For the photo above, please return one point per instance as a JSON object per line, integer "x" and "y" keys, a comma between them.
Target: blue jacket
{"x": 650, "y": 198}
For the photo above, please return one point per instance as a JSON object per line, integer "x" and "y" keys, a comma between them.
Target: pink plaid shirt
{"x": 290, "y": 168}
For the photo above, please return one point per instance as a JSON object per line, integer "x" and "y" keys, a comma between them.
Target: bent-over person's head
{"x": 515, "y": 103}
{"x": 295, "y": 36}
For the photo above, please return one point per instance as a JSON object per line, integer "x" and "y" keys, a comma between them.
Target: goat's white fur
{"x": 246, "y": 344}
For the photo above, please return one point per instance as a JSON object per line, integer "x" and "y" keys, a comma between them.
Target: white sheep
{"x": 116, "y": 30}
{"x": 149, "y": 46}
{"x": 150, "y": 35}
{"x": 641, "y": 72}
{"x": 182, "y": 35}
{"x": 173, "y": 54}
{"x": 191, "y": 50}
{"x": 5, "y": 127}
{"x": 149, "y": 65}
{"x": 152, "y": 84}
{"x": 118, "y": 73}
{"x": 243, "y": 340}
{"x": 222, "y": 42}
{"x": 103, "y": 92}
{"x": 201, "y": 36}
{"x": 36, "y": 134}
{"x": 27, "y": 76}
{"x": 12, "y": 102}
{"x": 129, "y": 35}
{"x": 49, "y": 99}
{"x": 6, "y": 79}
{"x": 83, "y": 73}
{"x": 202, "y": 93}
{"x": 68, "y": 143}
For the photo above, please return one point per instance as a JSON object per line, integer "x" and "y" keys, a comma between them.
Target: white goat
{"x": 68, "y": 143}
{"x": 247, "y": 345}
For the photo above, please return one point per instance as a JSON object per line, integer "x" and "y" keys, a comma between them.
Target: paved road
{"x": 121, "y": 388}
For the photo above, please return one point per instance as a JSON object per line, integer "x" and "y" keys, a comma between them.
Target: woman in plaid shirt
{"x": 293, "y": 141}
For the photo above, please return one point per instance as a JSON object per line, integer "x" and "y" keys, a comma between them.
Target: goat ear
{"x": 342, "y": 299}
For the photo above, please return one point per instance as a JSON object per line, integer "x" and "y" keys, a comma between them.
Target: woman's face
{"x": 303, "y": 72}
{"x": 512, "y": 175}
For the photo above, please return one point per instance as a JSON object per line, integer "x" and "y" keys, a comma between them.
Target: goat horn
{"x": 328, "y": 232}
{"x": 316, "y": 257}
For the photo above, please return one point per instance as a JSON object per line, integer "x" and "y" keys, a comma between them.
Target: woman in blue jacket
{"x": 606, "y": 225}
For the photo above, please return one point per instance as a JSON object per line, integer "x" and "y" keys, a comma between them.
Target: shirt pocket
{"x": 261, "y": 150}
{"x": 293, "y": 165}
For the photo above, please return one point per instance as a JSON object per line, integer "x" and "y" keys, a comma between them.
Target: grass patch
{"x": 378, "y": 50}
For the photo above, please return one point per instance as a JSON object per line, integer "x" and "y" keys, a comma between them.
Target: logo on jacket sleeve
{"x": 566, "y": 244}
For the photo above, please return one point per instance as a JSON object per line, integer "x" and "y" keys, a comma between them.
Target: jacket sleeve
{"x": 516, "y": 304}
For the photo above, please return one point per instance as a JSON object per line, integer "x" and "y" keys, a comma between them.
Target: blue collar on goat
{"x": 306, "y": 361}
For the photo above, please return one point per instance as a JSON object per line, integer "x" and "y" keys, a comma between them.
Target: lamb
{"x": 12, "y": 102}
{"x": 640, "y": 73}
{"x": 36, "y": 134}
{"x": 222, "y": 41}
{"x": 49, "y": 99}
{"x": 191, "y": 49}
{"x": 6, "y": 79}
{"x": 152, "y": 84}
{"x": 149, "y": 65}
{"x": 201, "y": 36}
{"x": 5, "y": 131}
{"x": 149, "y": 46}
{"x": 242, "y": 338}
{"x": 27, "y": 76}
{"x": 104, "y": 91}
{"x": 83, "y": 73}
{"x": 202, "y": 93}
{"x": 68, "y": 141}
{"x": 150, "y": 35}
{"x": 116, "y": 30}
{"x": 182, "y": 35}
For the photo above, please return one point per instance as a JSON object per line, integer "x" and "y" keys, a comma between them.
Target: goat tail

## Activity
Each entry above needs to be duplicated verbatim.

## Exercise output
For the photo above, please return one point per instance as a JSON object per line, integer "x" and "y" keys, a comma between them.
Target: blue jacket
{"x": 650, "y": 198}
For the photo above, please return one point per instance as a JSON object per line, integer "x" and "y" keys, a comma between them.
Target: pink plaid shirt
{"x": 290, "y": 168}
For the photo above, please return one point per instance as a JSON object per line, integer "x" and "y" keys, a comma between them.
Target: bent-over person's head
{"x": 515, "y": 103}
{"x": 295, "y": 36}
For the photo above, please return one point per instance as a JSON object per line, integer "x" and "y" keys, a comma between them.
Target: goat's white fur
{"x": 246, "y": 344}
For the photo above, please return one point per instance as a JSON object per line, integer "x" and "y" keys, a comma between them.
Target: white sheep
{"x": 116, "y": 30}
{"x": 149, "y": 46}
{"x": 150, "y": 35}
{"x": 641, "y": 72}
{"x": 182, "y": 35}
{"x": 173, "y": 54}
{"x": 191, "y": 50}
{"x": 5, "y": 127}
{"x": 149, "y": 65}
{"x": 152, "y": 84}
{"x": 118, "y": 73}
{"x": 243, "y": 340}
{"x": 222, "y": 42}
{"x": 103, "y": 92}
{"x": 201, "y": 36}
{"x": 36, "y": 134}
{"x": 27, "y": 76}
{"x": 12, "y": 102}
{"x": 129, "y": 35}
{"x": 49, "y": 99}
{"x": 6, "y": 79}
{"x": 83, "y": 73}
{"x": 202, "y": 93}
{"x": 68, "y": 143}
For the photo above, please return one point per instance as a JSON object per line, integer "x" and "y" keys, a comma between them.
Target: white goat
{"x": 68, "y": 143}
{"x": 247, "y": 345}
For the photo above, please return one point per instance as a JSON object per line, integer "x" and "y" keys, a comma between them.
Target: paved road
{"x": 121, "y": 388}
For the photo above, please return one point per instance as a JSON object per line, integer "x" and "y" keys, a comma between them.
Target: woman in plaid shirt
{"x": 293, "y": 141}
For the photo above, please return one point per instance as a JSON object per line, integer "x" and "y" keys, a comma between them.
Target: goat ear
{"x": 342, "y": 299}
For the photo above, please return one point per instance as a JSON object per line, integer "x" and "y" keys, a comma between them.
Target: woman's face
{"x": 303, "y": 72}
{"x": 512, "y": 175}
For the photo above, please return one point per instance as a JSON object per line, integer "x" and "y" keys, a comma between them.
Target: goat horn
{"x": 328, "y": 232}
{"x": 316, "y": 257}
For the photo above, please return one point per instance as a JSON object per line, integer "x" and "y" keys, a comma between them.
Target: woman in blue jacket
{"x": 606, "y": 225}
For the photo above, please return one point per instance as a JSON object per line, integer "x" and "y" keys, a comma between them.
Target: shirt pocket
{"x": 261, "y": 150}
{"x": 293, "y": 165}
For the photo above, please return one point per instance as a JSON object per line, integer "x" and "y" keys, a comma between them.
Target: grass patch
{"x": 378, "y": 50}
For the photo above, please return one point per instance as a JSON object per line, integer "x" and "y" keys, a comma between them.
Target: logo on jacket sleeve
{"x": 566, "y": 244}
For the photo above, please return one point per instance as a JSON object per line, integer "x" and "y" keys, a comma between them.
Target: jacket sleeve
{"x": 516, "y": 304}
For the photo above, please return one point per instance as a JSON object per line, integer "x" and "y" keys, a comma between them.
Target: blue collar on goat
{"x": 306, "y": 361}
For the photo above, please return one point per instance as a JSON object per line, integer "x" and "y" keys, a comma between them.
Target: lamb
{"x": 12, "y": 102}
{"x": 640, "y": 73}
{"x": 36, "y": 134}
{"x": 222, "y": 41}
{"x": 49, "y": 99}
{"x": 191, "y": 49}
{"x": 6, "y": 79}
{"x": 152, "y": 84}
{"x": 149, "y": 65}
{"x": 201, "y": 36}
{"x": 5, "y": 131}
{"x": 149, "y": 46}
{"x": 242, "y": 338}
{"x": 27, "y": 76}
{"x": 104, "y": 91}
{"x": 83, "y": 73}
{"x": 202, "y": 93}
{"x": 68, "y": 141}
{"x": 150, "y": 35}
{"x": 116, "y": 30}
{"x": 182, "y": 35}
For the photo above, please return one point per instance as a JSON object per line, integer "x" and "y" keys, a comma between them.
Target: goat tail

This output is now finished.